Copying task for the records below: reproduce each one exactly and drop the pictures.

————

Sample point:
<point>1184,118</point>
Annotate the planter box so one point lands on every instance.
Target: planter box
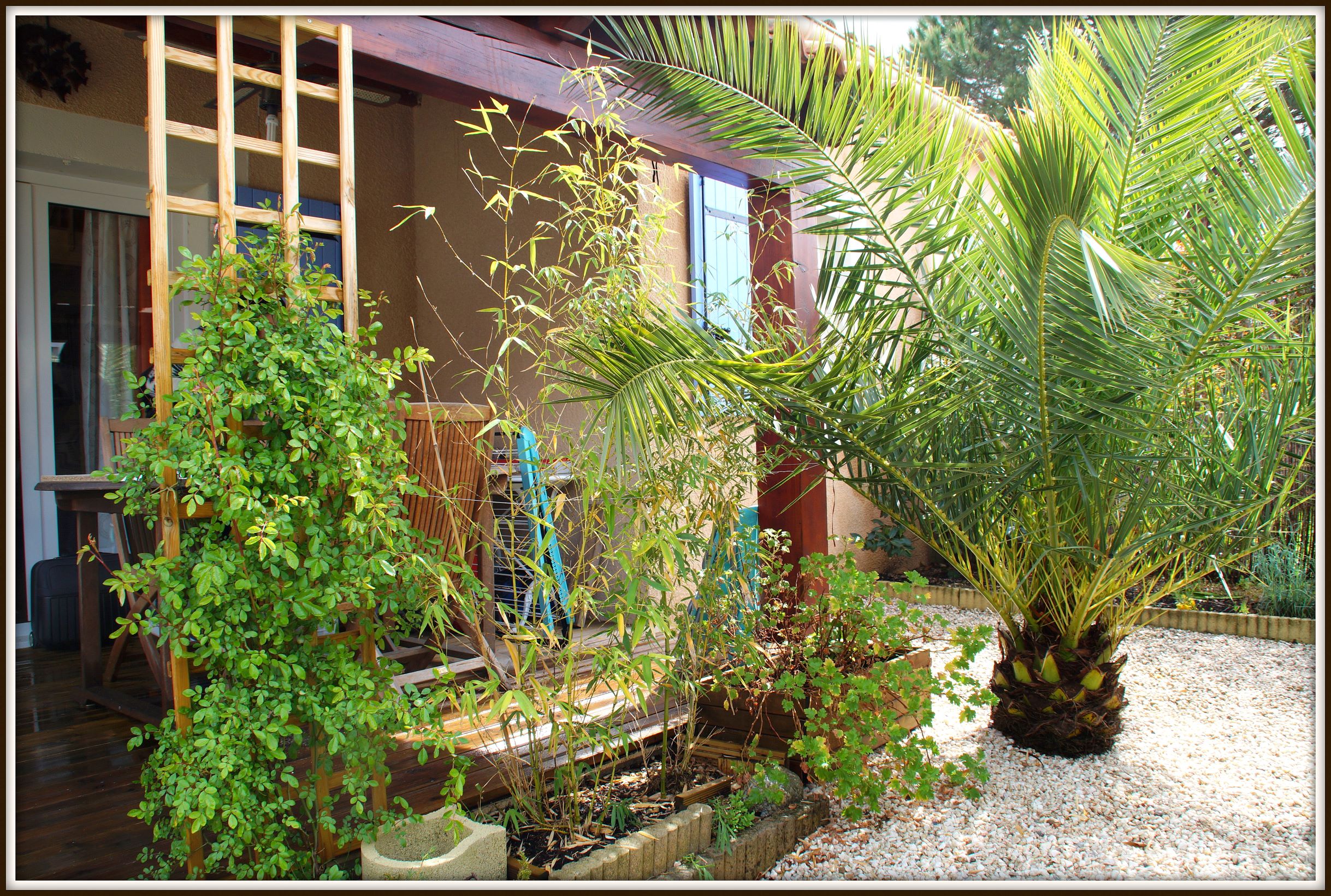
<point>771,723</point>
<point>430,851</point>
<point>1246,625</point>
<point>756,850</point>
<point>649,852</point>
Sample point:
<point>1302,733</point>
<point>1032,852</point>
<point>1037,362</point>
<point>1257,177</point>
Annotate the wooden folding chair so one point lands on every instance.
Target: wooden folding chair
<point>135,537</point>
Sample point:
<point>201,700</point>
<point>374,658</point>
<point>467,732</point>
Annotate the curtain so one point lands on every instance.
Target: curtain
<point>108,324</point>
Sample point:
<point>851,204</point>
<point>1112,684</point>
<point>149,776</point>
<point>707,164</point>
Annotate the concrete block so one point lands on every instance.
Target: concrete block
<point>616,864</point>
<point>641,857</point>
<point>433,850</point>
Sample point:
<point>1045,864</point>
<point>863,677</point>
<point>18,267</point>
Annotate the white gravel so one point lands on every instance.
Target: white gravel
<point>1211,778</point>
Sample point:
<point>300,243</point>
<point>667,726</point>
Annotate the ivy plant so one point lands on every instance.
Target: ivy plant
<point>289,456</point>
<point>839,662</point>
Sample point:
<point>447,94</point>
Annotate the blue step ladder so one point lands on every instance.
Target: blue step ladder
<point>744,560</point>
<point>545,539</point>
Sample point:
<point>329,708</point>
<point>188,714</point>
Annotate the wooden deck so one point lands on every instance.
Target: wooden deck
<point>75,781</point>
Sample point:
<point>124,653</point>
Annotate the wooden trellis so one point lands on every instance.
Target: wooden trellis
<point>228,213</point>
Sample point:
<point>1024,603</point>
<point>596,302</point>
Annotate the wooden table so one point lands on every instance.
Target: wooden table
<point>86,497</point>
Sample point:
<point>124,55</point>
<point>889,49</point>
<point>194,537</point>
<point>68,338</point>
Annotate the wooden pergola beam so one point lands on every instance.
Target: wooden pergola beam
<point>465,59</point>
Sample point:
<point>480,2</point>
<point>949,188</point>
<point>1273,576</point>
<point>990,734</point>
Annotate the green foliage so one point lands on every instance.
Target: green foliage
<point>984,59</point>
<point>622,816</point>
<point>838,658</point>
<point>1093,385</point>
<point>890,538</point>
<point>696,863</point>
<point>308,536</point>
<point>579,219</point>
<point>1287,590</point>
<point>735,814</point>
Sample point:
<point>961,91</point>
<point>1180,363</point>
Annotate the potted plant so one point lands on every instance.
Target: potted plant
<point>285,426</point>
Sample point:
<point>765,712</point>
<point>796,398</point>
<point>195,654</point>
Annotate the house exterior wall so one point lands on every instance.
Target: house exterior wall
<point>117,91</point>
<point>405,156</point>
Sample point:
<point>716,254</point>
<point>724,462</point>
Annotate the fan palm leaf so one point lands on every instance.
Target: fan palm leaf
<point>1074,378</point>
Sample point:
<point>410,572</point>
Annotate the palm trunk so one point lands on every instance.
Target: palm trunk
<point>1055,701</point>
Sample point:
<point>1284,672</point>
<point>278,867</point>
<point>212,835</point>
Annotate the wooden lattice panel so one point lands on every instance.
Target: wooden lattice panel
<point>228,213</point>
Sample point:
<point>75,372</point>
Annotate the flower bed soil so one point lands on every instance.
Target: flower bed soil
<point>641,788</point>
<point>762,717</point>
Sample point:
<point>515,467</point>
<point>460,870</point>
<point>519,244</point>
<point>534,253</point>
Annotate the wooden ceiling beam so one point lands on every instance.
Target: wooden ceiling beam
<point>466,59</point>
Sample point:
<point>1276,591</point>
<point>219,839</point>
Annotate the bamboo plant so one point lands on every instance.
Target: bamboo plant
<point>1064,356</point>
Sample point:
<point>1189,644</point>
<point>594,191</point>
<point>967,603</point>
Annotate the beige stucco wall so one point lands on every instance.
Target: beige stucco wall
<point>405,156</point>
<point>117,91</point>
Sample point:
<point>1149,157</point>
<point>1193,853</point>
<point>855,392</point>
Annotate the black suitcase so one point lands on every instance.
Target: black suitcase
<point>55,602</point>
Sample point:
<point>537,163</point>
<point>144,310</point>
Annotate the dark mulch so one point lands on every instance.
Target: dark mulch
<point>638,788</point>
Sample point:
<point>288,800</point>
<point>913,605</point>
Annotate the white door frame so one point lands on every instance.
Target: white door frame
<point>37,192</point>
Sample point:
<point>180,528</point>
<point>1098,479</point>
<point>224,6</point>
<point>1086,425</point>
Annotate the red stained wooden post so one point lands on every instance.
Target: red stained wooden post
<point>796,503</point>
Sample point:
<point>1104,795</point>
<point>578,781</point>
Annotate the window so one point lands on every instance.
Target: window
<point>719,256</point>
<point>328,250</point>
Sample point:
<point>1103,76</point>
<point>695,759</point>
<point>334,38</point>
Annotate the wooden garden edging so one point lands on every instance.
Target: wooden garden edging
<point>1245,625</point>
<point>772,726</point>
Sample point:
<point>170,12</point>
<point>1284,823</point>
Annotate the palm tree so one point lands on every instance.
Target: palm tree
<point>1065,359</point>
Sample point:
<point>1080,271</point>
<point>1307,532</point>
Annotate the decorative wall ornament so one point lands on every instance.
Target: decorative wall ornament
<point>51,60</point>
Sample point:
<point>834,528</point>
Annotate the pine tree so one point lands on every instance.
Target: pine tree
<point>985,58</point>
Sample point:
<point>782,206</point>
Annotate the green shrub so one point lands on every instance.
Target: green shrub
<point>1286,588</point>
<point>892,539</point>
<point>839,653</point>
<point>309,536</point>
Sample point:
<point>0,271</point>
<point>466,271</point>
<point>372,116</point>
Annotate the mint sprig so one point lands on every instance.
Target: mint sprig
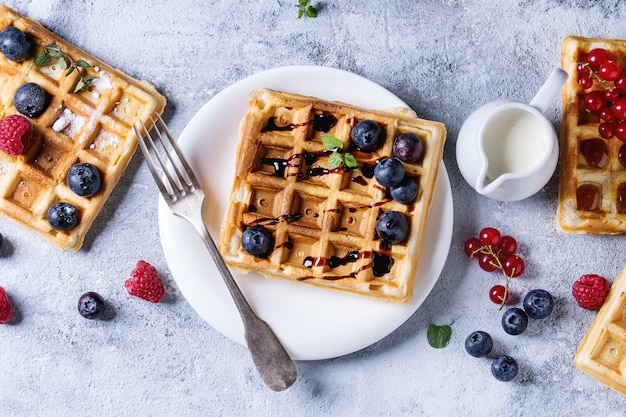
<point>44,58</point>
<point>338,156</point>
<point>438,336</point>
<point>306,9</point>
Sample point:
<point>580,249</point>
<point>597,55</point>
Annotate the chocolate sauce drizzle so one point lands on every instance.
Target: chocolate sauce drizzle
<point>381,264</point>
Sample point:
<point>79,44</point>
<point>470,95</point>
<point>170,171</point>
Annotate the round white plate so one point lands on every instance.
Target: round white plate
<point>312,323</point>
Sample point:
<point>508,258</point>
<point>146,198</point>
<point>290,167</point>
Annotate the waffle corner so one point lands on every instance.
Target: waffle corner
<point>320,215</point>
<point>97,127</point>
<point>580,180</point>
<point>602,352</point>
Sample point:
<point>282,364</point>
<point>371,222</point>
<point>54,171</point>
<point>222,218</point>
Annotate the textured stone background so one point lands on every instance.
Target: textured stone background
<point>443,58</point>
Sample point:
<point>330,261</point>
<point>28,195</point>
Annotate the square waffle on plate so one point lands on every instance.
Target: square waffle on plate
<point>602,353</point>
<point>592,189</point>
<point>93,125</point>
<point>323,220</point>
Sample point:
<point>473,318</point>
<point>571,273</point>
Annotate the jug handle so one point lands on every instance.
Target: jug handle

————

**Task response:**
Sample point:
<point>1184,118</point>
Annotate the planter box so one point lands on every instance.
Target: planter box
<point>771,723</point>
<point>430,851</point>
<point>1246,625</point>
<point>756,850</point>
<point>649,852</point>
Sample point:
<point>1302,733</point>
<point>1032,852</point>
<point>1037,362</point>
<point>1257,177</point>
Annotate the wooden folding chair so one point lands on every instance.
Target: wooden folding chair
<point>135,537</point>
Sample point:
<point>201,700</point>
<point>374,658</point>
<point>467,732</point>
Annotate the curtain so one point lands on every instance.
Target: curtain
<point>108,324</point>
Sample point:
<point>851,204</point>
<point>1112,684</point>
<point>149,776</point>
<point>707,164</point>
Annotate the concrete block so one point lands on every instance.
Target: concrete block
<point>616,864</point>
<point>641,857</point>
<point>433,850</point>
Sample point:
<point>1045,864</point>
<point>863,677</point>
<point>18,267</point>
Annotate the white gravel so one point lands on every instance.
Target: white gravel
<point>1211,778</point>
Sample point:
<point>300,243</point>
<point>667,726</point>
Annotate the ivy plant so one point lands on every instance.
Target: ivy plant
<point>289,456</point>
<point>839,662</point>
Sample point:
<point>447,94</point>
Annotate the blue step ladder so one point lands on every instance.
Target: blue step ladder
<point>744,560</point>
<point>545,539</point>
Sample point:
<point>329,708</point>
<point>188,714</point>
Annotate the wooden deck so one point lands on every instance.
Target: wooden deck
<point>75,781</point>
Sample point:
<point>124,653</point>
Annotate the wooden trellis so one point lands on every instance.
Target: wooden trellis
<point>228,213</point>
Sample point:
<point>1024,603</point>
<point>596,302</point>
Annotate the wooden table so one point lands on every instance.
Target: wooden table
<point>86,497</point>
Sample point:
<point>124,55</point>
<point>889,49</point>
<point>194,537</point>
<point>68,338</point>
Annotate the wooden pergola beam so one point lands on every instance.
Target: wooden pergola beam
<point>465,59</point>
Sample point:
<point>480,2</point>
<point>949,188</point>
<point>1273,576</point>
<point>990,734</point>
Annotate the green foliage so one point lands on every instance.
Target: green foliage
<point>984,59</point>
<point>622,816</point>
<point>838,658</point>
<point>1093,385</point>
<point>890,538</point>
<point>696,863</point>
<point>308,536</point>
<point>579,219</point>
<point>1287,590</point>
<point>735,814</point>
Sample point:
<point>961,91</point>
<point>1180,363</point>
Annotate the potted plant so one point lands on every instance.
Target: potted plant
<point>285,426</point>
Sample point:
<point>765,712</point>
<point>796,398</point>
<point>195,654</point>
Annotate the house exterior wall so one point lands on every instance.
Target: house exterior wall
<point>117,91</point>
<point>405,156</point>
Sample point:
<point>716,254</point>
<point>724,462</point>
Annotate the fan palm leaf so one point lands on every instance.
Target: fan palm leaf
<point>1074,378</point>
Sample point:
<point>410,572</point>
Annotate the palm trunk so one point lands on every instance.
Target: palm trunk
<point>1055,701</point>
Sample point:
<point>1284,672</point>
<point>278,867</point>
<point>212,835</point>
Annotate the wooden lattice panel so one point lands on every instance.
Target: wooden lattice panel
<point>228,213</point>
Sample point:
<point>75,372</point>
Annotate the flower bed soil so one point lands on every instance.
Target: flower bed soil
<point>641,788</point>
<point>762,717</point>
Sample point:
<point>515,467</point>
<point>460,870</point>
<point>519,244</point>
<point>534,253</point>
Annotate the wooden ceiling beam so one point lands on every instance.
Target: wooden ceiling beam
<point>466,59</point>
Sample point:
<point>1276,591</point>
<point>219,839</point>
Annotate the bamboo plant so one point lands on every instance.
Target: bamboo plant
<point>1064,356</point>
Sample point:
<point>1189,644</point>
<point>594,191</point>
<point>967,603</point>
Annotate the beige stucco wall so one point lands on every instance.
Target: beige stucco wall
<point>405,156</point>
<point>117,91</point>
Sample point:
<point>1149,157</point>
<point>1193,853</point>
<point>855,392</point>
Annotate the black suitcase so one point lands on every instance.
Target: black suitcase
<point>55,602</point>
Sample point:
<point>537,163</point>
<point>144,310</point>
Annotate the dark mulch so one point lands on every instance.
Target: dark mulch
<point>638,788</point>
Sample point:
<point>288,800</point>
<point>913,605</point>
Annotate the white door frame so one point lands on every instance.
Target: white door frame
<point>37,192</point>
Sample point:
<point>180,528</point>
<point>1098,479</point>
<point>224,6</point>
<point>1086,425</point>
Annotate the red stained wooden post so one point lands on every instance.
Target: red stained wooden post
<point>796,503</point>
Sample point:
<point>1104,795</point>
<point>578,781</point>
Annotate the window so one point lands on every instance.
Target: window
<point>719,256</point>
<point>328,250</point>
Sample point:
<point>1103,76</point>
<point>695,759</point>
<point>334,38</point>
Annotate the wooden garden edging so one point lands on every instance.
Target: wooden garden edging
<point>1245,625</point>
<point>772,726</point>
Sample point:
<point>170,12</point>
<point>1284,823</point>
Annotate the palm tree so one point lands on every instance.
Target: palm tree
<point>1065,359</point>
Sample point:
<point>1080,271</point>
<point>1307,532</point>
Annotate the decorative wall ornament so one point lands on every instance.
Target: decorative wall ornament
<point>51,60</point>
Sample point:
<point>834,528</point>
Annotate the pine tree so one point lands on every instance.
Target: pine tree
<point>985,58</point>
Sample point:
<point>782,206</point>
Annotate the green shrub so one point lands on every instance.
Target: green shrub
<point>1286,588</point>
<point>892,539</point>
<point>839,653</point>
<point>309,536</point>
Sample point:
<point>0,271</point>
<point>466,271</point>
<point>372,116</point>
Annotate the mint sprig so one point lands on every instance.
Target: mint sprig
<point>44,58</point>
<point>338,156</point>
<point>438,336</point>
<point>306,9</point>
Sample point:
<point>580,249</point>
<point>597,55</point>
Annotate the chocolate sauce drizzle so one point lands on every instance.
Target: chocolate sauce drizzle
<point>381,264</point>
Sample point:
<point>79,44</point>
<point>470,95</point>
<point>170,171</point>
Annotate the round white plate so one point lands on every instance.
Target: round white plate
<point>312,323</point>
Sample point:
<point>508,258</point>
<point>146,198</point>
<point>290,167</point>
Annotate the waffle corner so one point lands on every instance.
Target: waffle corner
<point>320,215</point>
<point>97,127</point>
<point>580,180</point>
<point>602,352</point>
Sample point:
<point>282,364</point>
<point>371,222</point>
<point>54,171</point>
<point>222,218</point>
Annotate the textured stone background so one point lands on every instance.
Target: textured stone background
<point>443,58</point>
Sample point:
<point>330,261</point>
<point>28,195</point>
Annotate the square waffle on plate so one point lands on every instance.
Target: square waffle on plate
<point>602,353</point>
<point>592,189</point>
<point>93,125</point>
<point>323,220</point>
Sample point:
<point>473,318</point>
<point>571,273</point>
Annotate the jug handle so one point lands on every instance.
Target: jug handle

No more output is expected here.